#### [QUESTIONS TO ANSWER]
(1) In the news roundup below, who scored Everton's third goal in the Women's FA Cup semi-final win over Birmingham?
(2) Turn the paragraph of the news roundup below that begins "Manchester United were 3-0 winners" into a short bulleted list that keeps its main facts.

#### [TEXT EXCERPT]
You can read the Guardian’s coverage of Black History Month here, including Steve McQueen and Bernadine Evaristo being named among “100 great black Britons”, Keir Starmer on why students should learn more black British history, and Black women taking over the Instagram accounts of 70 prominent white women, including Gwyneth Paltrow and Victoria Beckham, as part of a campaign to amplify black female voices and work.


Manchester United were 3-0 winners over Brighton but their second-string struggled to convince as they moved into the last eight of the Carabao Cup. There were also wins for Manchester City against Burnley and Everton over West Ham, while Newcastle needed penalties to overcome Newport. Valérie Gauvin scored Everton’s third goal in a 3-0 Women’s FA Cup semi-final win over Birmingham. London Irish were mightily relieved to have snaffled their first Premiership win at Exeter in 10 attempts while Bristol thrashed Leicester but will need help to reach the play-offs. With play delayed due to rain, the final match of the England-West Indies series descended into a five-over-a-side hit-out which England’s women won by three wickets. Eliud Kipchoge has rejected suggestions that the next generation of game-changing Nike shoes violates the spirit of sport, even though he has conceded that they could give him a major advantage in Sunday’s London Marathon. An achilles heel injury picked up at the US Open has forced Serena Williams to pull out of the French grand slam. And Europe’s top five football leagues have spent more than £2.5bn during the transfer window, with more than £1bn of that coming from the Premier League, despite the financial restraints forced on clubs by the coronavirus pandemic.

#### [INPUT DATA]

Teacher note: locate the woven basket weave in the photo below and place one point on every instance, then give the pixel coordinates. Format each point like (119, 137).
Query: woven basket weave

#### [ANSWERS GIVEN]
(1) Valérie Gauvin

(2)
- Manchester United beat Brighton 3-0 to reach the last eight of the Carabao Cup, though their second-string was unconvincing.
- Manchester City beat Burnley, Everton beat West Ham, and Newcastle needed penalties to overcome Newport.
- Valérie Gauvin scored Everton's third goal in a 3-0 Women's FA Cup semi-final win over Birmingham.
- London Irish got their first Premiership win at Exeter in 10 attempts. Bristol thrashed Leicester but will need help to reach the play-offs.
- After a rain delay, the final England-West Indies match became a five-over-a-side game, which England's women won by three wickets.
- Eliud Kipchoge rejected suggestions that Nike's next generation of shoes violates the spirit of sport. He conceded they could give him a major advantage in Sunday's London Marathon.
- An achilles heel injury picked up at the US Open has forced Serena Williams to pull out of the French grand slam.
- Europe's top five football leagues spent more than £2.5bn in the transfer window, over £1bn of it from the Premier League, despite the financial restraints of the coronavirus pandemic.